* **WHAT TO DO**
Please count how many lines of the records below contain the word "road", treating uppercase and lowercase as different, and give only that number.

* **DATA LINES**
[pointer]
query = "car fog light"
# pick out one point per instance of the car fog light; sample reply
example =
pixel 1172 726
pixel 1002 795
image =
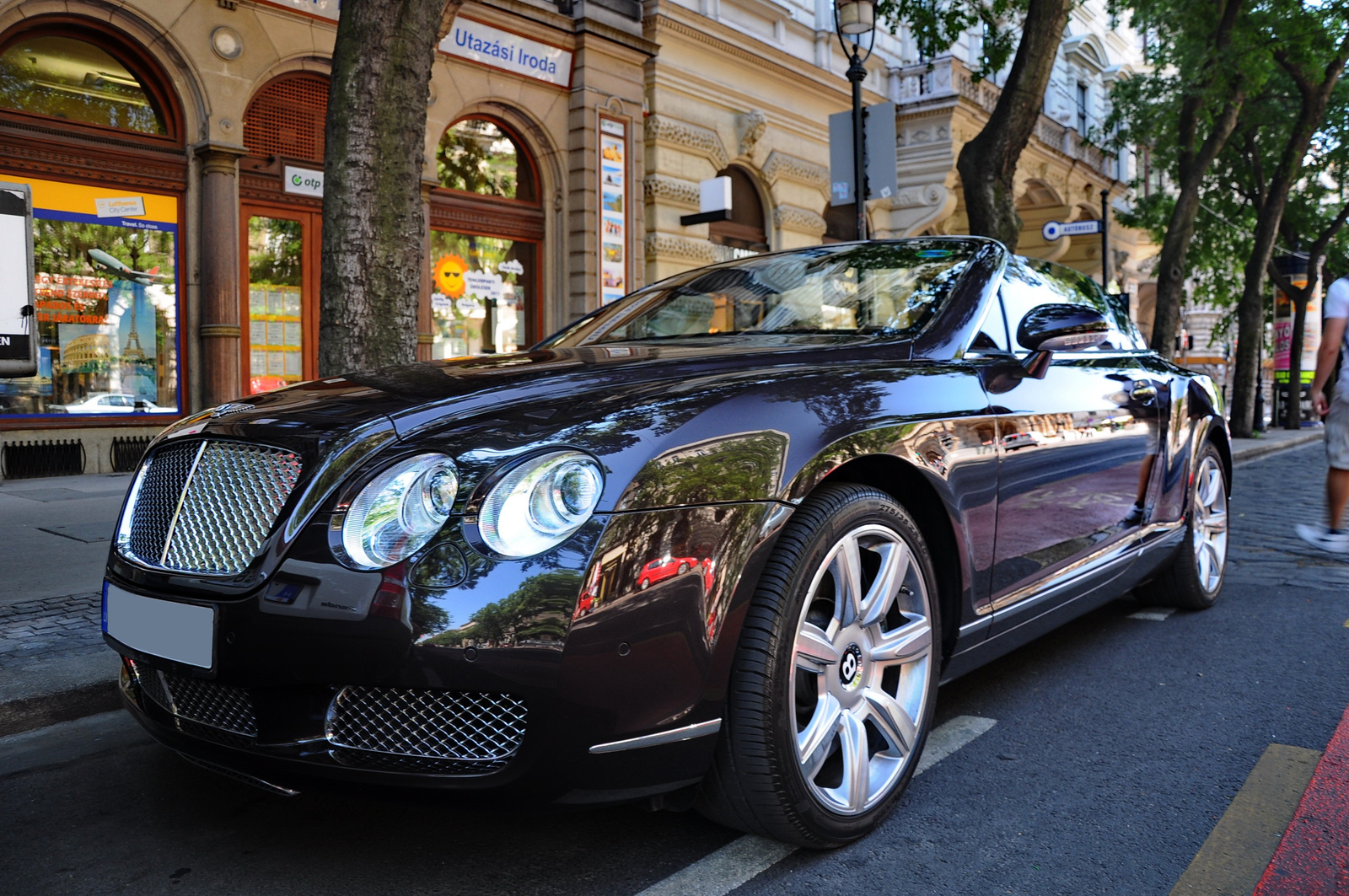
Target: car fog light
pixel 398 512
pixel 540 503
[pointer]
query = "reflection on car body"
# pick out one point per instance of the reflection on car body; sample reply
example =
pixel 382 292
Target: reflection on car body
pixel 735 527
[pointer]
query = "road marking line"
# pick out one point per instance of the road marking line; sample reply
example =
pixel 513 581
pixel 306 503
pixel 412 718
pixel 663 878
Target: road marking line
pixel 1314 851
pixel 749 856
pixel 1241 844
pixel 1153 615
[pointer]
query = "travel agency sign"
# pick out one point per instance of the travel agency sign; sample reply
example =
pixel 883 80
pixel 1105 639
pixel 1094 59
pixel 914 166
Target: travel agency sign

* * *

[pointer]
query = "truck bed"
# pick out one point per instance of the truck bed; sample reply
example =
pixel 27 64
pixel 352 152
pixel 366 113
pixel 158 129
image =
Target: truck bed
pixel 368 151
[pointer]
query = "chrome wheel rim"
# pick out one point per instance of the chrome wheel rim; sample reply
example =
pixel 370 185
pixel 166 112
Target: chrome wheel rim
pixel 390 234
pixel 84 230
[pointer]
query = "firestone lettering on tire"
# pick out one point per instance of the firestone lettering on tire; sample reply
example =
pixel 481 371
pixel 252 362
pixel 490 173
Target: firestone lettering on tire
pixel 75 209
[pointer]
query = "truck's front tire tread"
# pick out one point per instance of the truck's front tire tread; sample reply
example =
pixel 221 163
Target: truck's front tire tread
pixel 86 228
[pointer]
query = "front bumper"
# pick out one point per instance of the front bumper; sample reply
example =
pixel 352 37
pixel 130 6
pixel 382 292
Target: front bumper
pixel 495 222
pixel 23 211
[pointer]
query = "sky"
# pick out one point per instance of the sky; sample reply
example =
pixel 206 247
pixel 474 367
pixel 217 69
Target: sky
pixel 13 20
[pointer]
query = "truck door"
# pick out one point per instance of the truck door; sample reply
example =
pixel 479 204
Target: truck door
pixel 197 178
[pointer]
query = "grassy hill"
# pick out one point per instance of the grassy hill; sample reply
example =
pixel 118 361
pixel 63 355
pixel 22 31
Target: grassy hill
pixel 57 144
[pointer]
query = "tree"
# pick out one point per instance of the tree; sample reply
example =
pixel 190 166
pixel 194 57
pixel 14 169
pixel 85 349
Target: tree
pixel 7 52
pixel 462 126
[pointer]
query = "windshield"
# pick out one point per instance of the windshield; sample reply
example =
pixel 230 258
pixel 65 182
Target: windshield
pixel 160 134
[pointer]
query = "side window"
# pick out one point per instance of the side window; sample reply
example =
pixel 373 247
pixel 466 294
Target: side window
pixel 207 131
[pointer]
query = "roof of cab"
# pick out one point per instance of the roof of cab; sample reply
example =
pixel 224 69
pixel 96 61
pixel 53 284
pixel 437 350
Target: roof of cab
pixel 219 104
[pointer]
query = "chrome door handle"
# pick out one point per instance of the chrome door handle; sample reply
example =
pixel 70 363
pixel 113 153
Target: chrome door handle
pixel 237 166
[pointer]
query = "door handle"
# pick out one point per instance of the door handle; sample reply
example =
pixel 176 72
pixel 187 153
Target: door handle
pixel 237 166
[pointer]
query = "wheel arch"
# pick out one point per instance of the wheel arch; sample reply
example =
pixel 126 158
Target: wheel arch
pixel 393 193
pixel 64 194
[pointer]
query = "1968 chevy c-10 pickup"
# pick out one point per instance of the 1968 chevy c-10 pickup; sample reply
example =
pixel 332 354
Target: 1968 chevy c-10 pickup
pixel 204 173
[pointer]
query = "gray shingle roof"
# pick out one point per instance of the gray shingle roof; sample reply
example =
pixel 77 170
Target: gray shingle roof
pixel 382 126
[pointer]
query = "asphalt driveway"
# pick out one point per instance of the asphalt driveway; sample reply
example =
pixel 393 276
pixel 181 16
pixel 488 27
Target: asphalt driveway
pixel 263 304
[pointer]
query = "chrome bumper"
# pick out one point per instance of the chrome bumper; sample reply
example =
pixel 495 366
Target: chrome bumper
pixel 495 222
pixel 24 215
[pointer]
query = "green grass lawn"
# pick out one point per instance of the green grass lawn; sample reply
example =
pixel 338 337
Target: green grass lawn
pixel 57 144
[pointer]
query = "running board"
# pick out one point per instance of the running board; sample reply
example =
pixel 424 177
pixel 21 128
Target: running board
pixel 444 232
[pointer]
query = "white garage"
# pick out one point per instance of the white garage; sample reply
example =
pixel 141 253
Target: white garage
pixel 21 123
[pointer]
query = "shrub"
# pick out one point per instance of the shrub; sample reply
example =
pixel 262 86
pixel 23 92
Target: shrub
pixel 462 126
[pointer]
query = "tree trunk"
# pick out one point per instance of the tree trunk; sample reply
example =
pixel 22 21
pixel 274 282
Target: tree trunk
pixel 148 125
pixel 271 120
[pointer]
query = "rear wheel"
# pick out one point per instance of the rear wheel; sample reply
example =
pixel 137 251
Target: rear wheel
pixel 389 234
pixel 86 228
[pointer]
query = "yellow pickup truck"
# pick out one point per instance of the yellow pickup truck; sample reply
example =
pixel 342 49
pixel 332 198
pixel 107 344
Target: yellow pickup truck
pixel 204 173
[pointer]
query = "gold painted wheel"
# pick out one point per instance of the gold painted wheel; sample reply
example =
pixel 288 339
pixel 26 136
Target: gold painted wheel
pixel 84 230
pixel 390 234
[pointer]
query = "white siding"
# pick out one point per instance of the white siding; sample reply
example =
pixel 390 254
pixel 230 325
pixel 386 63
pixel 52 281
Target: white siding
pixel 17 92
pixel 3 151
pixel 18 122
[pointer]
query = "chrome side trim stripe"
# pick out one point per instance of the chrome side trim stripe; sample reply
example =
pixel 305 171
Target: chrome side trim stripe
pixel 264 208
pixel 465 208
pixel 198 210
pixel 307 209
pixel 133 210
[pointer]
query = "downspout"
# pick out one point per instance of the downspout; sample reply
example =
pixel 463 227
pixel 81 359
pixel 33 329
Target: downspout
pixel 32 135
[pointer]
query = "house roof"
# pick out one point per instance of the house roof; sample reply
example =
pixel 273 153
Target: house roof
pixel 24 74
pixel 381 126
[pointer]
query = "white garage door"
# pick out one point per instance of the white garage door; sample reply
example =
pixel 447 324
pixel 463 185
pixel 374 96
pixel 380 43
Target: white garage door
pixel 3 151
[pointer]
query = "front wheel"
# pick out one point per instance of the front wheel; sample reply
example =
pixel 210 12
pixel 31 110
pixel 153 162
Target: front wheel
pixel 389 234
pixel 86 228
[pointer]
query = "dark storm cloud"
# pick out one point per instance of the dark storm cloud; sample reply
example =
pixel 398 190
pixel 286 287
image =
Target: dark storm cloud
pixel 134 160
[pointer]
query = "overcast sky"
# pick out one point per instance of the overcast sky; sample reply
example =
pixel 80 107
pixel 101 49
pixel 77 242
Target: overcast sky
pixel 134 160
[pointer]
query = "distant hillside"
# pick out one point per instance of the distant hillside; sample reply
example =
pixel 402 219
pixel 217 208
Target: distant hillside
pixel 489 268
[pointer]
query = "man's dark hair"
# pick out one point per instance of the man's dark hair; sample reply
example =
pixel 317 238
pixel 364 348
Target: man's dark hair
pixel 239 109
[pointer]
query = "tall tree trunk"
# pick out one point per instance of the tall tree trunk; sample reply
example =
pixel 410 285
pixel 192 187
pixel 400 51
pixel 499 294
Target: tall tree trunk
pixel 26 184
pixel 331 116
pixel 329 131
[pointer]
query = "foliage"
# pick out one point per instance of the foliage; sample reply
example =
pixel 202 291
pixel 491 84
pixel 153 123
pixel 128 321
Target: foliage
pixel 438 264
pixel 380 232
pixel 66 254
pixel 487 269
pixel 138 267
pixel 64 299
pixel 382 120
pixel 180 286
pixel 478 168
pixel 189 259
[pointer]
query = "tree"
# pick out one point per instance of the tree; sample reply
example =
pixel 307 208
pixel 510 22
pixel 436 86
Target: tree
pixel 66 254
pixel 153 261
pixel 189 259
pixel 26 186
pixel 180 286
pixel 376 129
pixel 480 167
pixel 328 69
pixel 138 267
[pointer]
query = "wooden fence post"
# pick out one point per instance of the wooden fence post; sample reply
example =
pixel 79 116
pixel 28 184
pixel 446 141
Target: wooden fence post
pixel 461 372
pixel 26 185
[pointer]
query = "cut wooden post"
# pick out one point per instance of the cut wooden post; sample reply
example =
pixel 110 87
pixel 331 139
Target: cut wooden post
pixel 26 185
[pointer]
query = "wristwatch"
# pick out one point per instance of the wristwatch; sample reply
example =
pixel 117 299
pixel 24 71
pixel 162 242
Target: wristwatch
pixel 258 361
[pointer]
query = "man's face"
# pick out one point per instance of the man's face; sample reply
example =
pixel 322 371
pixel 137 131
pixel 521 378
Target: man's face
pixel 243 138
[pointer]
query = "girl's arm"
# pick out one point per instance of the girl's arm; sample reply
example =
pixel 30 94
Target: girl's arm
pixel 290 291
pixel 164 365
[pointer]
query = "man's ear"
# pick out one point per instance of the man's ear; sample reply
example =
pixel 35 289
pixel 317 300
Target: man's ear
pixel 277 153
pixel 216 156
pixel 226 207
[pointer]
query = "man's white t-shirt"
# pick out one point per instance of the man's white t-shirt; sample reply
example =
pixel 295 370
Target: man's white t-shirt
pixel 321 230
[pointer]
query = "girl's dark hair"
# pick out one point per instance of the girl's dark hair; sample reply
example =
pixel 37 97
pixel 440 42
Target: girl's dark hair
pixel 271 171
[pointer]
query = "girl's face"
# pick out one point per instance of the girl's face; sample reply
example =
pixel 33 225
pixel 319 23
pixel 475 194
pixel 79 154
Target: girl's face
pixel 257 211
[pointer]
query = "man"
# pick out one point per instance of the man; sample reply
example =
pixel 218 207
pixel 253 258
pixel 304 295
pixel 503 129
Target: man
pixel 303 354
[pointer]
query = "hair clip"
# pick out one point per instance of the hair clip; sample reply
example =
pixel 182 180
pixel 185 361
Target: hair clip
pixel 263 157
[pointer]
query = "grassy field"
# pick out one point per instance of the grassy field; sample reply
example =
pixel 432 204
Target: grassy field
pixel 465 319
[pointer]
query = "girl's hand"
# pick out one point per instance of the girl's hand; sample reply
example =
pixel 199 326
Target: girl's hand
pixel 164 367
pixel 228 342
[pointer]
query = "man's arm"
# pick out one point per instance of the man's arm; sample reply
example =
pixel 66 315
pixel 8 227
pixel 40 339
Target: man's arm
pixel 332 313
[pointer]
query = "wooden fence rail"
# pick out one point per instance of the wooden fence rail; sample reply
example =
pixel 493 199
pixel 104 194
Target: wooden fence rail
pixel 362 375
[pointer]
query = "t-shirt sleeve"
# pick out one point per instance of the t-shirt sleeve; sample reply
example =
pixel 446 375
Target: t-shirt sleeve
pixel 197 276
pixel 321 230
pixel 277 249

* **EXERCISE RESPONSE**
3